In the records below, find the line containing "line, written as integer pixel values.". Restate it and all the lines after it exactly, and omit the rest.

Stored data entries
[Start of Attachment]

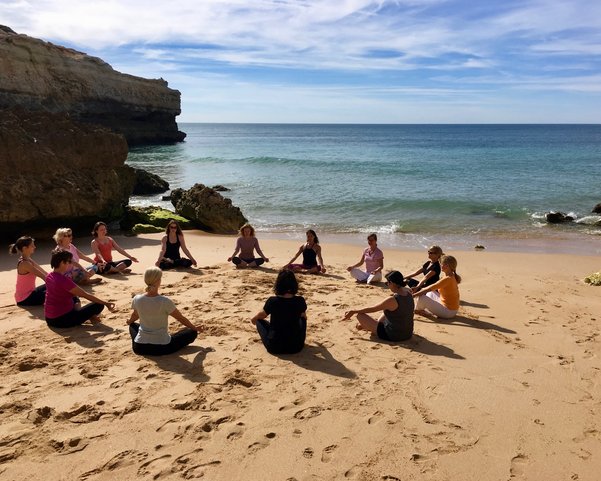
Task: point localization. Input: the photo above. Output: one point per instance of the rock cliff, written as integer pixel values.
(58, 172)
(38, 75)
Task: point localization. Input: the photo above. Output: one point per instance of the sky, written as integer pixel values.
(346, 61)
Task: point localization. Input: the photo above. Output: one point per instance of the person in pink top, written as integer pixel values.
(80, 275)
(246, 244)
(26, 292)
(103, 245)
(374, 263)
(62, 308)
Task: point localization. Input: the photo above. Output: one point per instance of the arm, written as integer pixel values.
(297, 254)
(79, 292)
(236, 250)
(83, 256)
(182, 242)
(133, 318)
(318, 250)
(388, 303)
(431, 287)
(184, 320)
(258, 316)
(32, 266)
(163, 249)
(350, 268)
(260, 252)
(118, 248)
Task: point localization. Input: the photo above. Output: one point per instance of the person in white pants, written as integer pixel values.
(373, 258)
(442, 297)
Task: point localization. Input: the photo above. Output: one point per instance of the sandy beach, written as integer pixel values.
(509, 389)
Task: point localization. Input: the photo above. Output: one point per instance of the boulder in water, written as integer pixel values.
(208, 209)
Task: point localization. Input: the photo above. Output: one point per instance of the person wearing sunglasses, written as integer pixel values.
(172, 241)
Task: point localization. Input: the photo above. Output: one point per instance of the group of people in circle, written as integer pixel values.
(283, 333)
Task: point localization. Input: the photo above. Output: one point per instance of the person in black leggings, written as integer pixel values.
(151, 336)
(62, 307)
(286, 332)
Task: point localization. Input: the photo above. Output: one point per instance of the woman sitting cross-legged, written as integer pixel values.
(396, 322)
(62, 307)
(286, 331)
(246, 245)
(26, 292)
(151, 336)
(442, 297)
(170, 258)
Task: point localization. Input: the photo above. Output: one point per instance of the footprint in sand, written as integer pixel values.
(328, 452)
(518, 464)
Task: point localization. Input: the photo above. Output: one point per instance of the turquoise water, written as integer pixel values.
(412, 183)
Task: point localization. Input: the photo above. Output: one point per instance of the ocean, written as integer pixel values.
(414, 185)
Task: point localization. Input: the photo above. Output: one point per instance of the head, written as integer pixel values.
(152, 278)
(247, 230)
(435, 252)
(396, 278)
(285, 283)
(311, 235)
(59, 257)
(450, 263)
(62, 235)
(99, 226)
(173, 226)
(22, 243)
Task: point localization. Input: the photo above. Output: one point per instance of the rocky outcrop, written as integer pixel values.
(38, 75)
(208, 209)
(148, 183)
(558, 217)
(56, 172)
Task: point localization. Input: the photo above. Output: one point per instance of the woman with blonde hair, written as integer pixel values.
(26, 292)
(430, 270)
(63, 238)
(151, 336)
(442, 297)
(171, 242)
(246, 244)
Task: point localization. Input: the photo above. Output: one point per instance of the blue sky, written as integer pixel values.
(353, 61)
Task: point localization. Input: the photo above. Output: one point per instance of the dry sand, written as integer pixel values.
(510, 389)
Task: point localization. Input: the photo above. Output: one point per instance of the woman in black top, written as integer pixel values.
(285, 332)
(430, 270)
(396, 322)
(170, 257)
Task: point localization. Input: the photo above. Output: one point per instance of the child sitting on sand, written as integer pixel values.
(445, 302)
(246, 244)
(286, 331)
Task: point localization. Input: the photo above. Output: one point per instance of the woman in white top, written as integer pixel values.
(151, 336)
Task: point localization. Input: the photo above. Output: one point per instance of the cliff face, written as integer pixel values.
(55, 172)
(38, 75)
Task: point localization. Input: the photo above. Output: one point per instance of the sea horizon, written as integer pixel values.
(413, 184)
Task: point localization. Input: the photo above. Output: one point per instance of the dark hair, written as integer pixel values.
(96, 226)
(24, 241)
(314, 235)
(286, 283)
(59, 256)
(396, 278)
(178, 231)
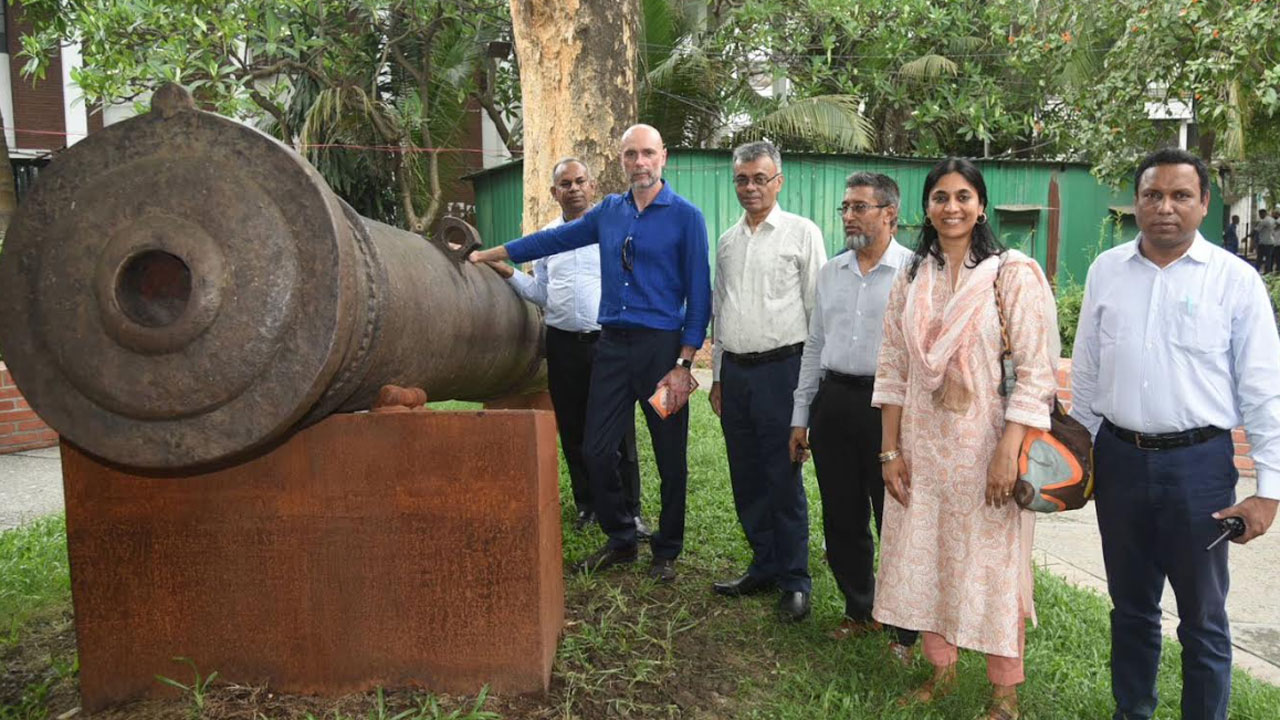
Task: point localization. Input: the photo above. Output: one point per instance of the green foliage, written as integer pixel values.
(1070, 295)
(1121, 58)
(1272, 282)
(33, 574)
(197, 691)
(359, 83)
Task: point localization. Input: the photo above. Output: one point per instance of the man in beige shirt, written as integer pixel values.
(766, 277)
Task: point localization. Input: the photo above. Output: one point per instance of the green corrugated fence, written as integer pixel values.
(1024, 200)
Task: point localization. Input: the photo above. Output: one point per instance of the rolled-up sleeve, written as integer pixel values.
(698, 281)
(810, 372)
(891, 368)
(1084, 359)
(1024, 292)
(533, 287)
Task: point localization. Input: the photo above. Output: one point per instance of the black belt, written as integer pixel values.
(580, 337)
(1164, 441)
(851, 381)
(767, 356)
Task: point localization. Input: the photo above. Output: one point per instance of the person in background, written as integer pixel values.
(1232, 236)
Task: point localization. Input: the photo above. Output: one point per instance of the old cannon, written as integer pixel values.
(181, 290)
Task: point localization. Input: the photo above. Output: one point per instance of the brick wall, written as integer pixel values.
(1243, 463)
(19, 427)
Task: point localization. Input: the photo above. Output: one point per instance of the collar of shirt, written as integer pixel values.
(894, 258)
(663, 196)
(1198, 251)
(769, 220)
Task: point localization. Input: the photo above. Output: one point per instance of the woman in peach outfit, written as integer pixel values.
(955, 551)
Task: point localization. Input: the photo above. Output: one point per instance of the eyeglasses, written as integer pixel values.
(859, 208)
(758, 181)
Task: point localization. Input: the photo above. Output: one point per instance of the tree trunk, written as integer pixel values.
(8, 191)
(577, 77)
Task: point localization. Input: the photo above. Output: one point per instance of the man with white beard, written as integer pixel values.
(832, 409)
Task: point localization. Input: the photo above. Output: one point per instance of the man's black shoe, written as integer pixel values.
(794, 606)
(746, 584)
(643, 531)
(607, 557)
(663, 569)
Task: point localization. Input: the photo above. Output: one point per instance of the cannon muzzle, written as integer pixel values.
(179, 290)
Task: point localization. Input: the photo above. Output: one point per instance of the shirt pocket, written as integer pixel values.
(1203, 332)
(784, 277)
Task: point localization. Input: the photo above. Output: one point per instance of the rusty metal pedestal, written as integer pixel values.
(401, 550)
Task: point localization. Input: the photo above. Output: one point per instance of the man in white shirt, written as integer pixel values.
(567, 286)
(1176, 345)
(766, 273)
(833, 396)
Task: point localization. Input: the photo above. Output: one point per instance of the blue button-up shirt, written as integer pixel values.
(668, 286)
(1184, 346)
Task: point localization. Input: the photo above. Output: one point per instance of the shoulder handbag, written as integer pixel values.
(1055, 466)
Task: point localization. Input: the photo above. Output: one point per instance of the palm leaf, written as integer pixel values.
(929, 67)
(831, 121)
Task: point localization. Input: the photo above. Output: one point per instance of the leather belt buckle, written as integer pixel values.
(1137, 442)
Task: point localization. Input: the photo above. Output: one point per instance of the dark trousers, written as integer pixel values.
(1153, 513)
(768, 491)
(629, 363)
(568, 373)
(845, 440)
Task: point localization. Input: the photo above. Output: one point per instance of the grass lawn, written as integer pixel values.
(635, 648)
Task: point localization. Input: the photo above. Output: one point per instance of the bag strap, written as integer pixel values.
(1008, 374)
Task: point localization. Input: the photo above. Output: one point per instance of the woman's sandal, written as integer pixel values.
(1004, 707)
(937, 686)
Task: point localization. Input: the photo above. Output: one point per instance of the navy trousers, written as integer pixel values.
(845, 438)
(568, 374)
(629, 363)
(768, 491)
(1155, 511)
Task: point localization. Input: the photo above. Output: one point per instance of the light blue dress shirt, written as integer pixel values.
(668, 282)
(567, 286)
(846, 328)
(1184, 346)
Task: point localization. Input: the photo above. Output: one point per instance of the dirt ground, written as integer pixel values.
(618, 657)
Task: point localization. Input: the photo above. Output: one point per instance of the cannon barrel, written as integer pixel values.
(179, 290)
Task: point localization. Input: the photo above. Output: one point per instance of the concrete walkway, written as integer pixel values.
(1069, 546)
(31, 486)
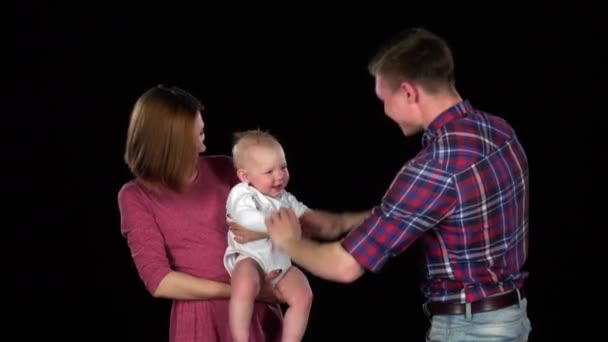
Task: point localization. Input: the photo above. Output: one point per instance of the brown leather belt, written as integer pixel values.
(482, 305)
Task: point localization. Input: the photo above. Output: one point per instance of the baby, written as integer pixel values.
(260, 163)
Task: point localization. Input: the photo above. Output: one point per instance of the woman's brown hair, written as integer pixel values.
(160, 146)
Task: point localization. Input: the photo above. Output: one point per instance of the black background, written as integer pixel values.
(301, 75)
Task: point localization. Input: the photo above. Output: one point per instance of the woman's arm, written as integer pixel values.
(179, 285)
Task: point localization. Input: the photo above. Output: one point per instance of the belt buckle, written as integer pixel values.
(426, 310)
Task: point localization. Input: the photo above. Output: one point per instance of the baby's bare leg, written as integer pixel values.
(246, 283)
(295, 288)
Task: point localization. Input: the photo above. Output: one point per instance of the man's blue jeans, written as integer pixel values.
(506, 324)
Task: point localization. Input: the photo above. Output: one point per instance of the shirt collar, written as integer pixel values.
(456, 111)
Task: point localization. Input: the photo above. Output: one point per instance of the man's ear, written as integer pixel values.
(410, 91)
(242, 174)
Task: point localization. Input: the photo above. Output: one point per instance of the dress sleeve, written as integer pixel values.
(143, 236)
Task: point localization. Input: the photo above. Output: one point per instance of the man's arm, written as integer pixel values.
(326, 260)
(324, 225)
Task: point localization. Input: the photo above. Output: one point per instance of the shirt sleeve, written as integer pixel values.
(242, 209)
(420, 196)
(143, 236)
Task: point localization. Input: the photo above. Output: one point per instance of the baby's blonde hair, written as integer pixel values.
(245, 140)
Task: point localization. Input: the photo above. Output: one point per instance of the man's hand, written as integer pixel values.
(244, 235)
(283, 226)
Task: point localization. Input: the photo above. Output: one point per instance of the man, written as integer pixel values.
(465, 195)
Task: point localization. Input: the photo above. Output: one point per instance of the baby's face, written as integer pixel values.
(266, 169)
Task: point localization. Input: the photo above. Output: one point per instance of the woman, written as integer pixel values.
(173, 217)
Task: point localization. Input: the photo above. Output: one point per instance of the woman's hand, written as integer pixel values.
(243, 235)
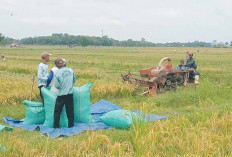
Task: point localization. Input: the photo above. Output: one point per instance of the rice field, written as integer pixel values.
(199, 119)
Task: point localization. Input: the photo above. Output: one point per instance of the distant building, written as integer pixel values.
(14, 44)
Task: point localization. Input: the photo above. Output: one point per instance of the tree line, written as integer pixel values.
(71, 40)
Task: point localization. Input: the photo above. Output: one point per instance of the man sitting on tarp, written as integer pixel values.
(64, 78)
(43, 73)
(191, 64)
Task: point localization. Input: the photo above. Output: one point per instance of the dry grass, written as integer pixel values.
(199, 118)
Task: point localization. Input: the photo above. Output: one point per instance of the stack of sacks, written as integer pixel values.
(122, 119)
(81, 98)
(35, 113)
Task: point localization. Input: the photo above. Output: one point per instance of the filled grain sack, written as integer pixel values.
(81, 96)
(49, 104)
(121, 119)
(35, 113)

[End of Attachment]

● YOUR SOLUTION:
Task: point localization. Input: the photo above. Output: one point per instance of the tree line, written as integer pixel values.
(71, 40)
Task: point localization. Input: the photo above. Output: one point per instance of the man sitting on tarp, written as integer pixel values.
(64, 78)
(43, 73)
(191, 64)
Task: point localization. Input: the photo above. Output: one point per instance of the dry grass, written as integer pixel values.
(199, 118)
Task: point localization. Input: the photo above. Output: one point per instance of the stack of sacks, written as integer pixel values.
(122, 119)
(81, 98)
(35, 113)
Task: point localization. Input: the photo above. Output: one point per instance of the filled grain sack, written as integer pixel values.
(81, 96)
(49, 104)
(121, 119)
(35, 113)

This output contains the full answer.